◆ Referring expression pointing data
☆ ☆ ☆ ☆

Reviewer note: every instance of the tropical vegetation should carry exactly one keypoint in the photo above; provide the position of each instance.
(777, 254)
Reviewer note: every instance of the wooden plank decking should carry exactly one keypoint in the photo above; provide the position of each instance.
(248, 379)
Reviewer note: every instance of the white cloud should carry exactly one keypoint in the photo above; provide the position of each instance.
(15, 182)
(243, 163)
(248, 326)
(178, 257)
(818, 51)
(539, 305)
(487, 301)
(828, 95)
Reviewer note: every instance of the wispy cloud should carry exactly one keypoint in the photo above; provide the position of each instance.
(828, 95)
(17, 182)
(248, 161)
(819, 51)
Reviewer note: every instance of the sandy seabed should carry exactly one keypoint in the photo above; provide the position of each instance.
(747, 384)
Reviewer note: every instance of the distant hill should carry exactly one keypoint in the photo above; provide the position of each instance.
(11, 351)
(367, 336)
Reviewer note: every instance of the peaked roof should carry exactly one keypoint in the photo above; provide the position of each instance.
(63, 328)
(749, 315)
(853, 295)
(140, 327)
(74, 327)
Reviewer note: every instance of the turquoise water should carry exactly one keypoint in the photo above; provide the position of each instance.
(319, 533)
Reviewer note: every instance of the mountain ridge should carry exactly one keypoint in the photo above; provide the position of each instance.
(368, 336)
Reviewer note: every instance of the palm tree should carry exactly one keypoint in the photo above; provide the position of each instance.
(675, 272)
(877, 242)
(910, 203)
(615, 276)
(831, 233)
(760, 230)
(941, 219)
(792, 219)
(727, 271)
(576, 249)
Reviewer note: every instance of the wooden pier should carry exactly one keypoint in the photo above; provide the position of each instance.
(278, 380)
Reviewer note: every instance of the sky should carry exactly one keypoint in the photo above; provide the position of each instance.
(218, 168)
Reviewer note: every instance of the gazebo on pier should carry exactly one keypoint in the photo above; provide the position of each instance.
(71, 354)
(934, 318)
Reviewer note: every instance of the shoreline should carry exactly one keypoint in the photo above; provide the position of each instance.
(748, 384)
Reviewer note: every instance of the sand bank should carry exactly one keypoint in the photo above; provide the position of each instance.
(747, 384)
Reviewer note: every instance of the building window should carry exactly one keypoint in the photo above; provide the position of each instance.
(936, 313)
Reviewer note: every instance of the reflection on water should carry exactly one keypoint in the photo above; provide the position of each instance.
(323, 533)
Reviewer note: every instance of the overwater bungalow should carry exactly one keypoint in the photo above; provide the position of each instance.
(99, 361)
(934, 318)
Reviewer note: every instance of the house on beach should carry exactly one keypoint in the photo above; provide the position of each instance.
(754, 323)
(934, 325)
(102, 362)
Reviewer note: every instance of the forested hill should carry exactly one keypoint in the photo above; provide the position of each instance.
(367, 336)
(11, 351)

☆ ☆ ☆ ☆

◆ About this task
Can you give every line above again, exactly as written?

◆ Written response
Reviewer note: every instance of the tropical vegetation should carry exactly one keypoint in the photo above; provide the position of each instance.
(777, 254)
Reviewer note: every instance of the wooden plank decking should carry exactly one keypoint in the photo above; provide the position of each instance.
(248, 379)
Reviewer note: every instance of the white cloud should carry exactly one keypoint in the photo above; provide the position of each instance.
(15, 182)
(243, 163)
(248, 326)
(178, 257)
(818, 51)
(539, 305)
(487, 301)
(828, 95)
Reviewer note: every instance of the wispy cloud should carry exactly one keypoint in the photo above; provide the position of each instance.
(828, 95)
(17, 182)
(248, 161)
(819, 51)
Reviewer note: every instance of the sandy seabed should carry exactly one keypoint in the photo above; provide the position of each instance.
(747, 384)
Reviewer note: every instance of the distant hill should carry exactly one keypoint in the photo above; provide the position of each instance.
(11, 351)
(367, 336)
Reviewer note: every instance of the peaked roof should carry exactly one keypoint in the photo above; provide the position of each instance.
(63, 328)
(749, 315)
(853, 295)
(140, 327)
(74, 327)
Reviewer note: every instance of the turquoise water should carry exactly one keypoint in the photo above; provide the position of each instance.
(319, 533)
Reviewer note: every instance of the mountain ridge should carry exactly one keypoint in the photo above; provide the position of each instance.
(368, 336)
Reviewer note: every instance of the palm tree should carry exactly one keypoint in the photo above; provide the position of each instance.
(675, 272)
(877, 242)
(910, 203)
(615, 276)
(831, 233)
(760, 230)
(941, 219)
(792, 219)
(727, 271)
(576, 249)
Reviewer note: every instance of the wooden pier should carry exactly one keypoint in the photo above; provide the position of each instance.
(278, 380)
Reviewer note: every instance of the sky should carry exactly one keypoint in the photo above; provide the position of each instance.
(218, 168)
Reviewer note: every instance of the gazebo on pier should carry exactly one keypoint in the photo above; provide the position of each instance.
(71, 354)
(934, 318)
Reviewer note: every instance of the shoreline should carry exactly one keypoint in the photo above; provide the position of each instance.
(748, 384)
Reviewer note: every instance of the sand bank should carry exactly one keypoint in the photo above; provide the position of each instance.
(747, 384)
Reviewer note: every instance of the building window should carry exactly one keypoint in the photo above; provide the position of each instance.
(936, 313)
Reviewer note: every instance of the reflection on water should carry exactly one keypoint in the photo above; provide the position of each instance.
(323, 533)
Reviewer note: every instance of the overwater bungalow should carry exactly one keypoint in the photo above; provide the position of each instance.
(99, 361)
(934, 318)
Reviewer note: every instance of the house on beach should carry exactly one keypoint in the photo above; provide the position of each instance.
(754, 323)
(934, 325)
(102, 362)
Reviewer note: every instance of the forested hill should carry exactly one keypoint in the photo above; provide the position of each instance.
(367, 336)
(11, 351)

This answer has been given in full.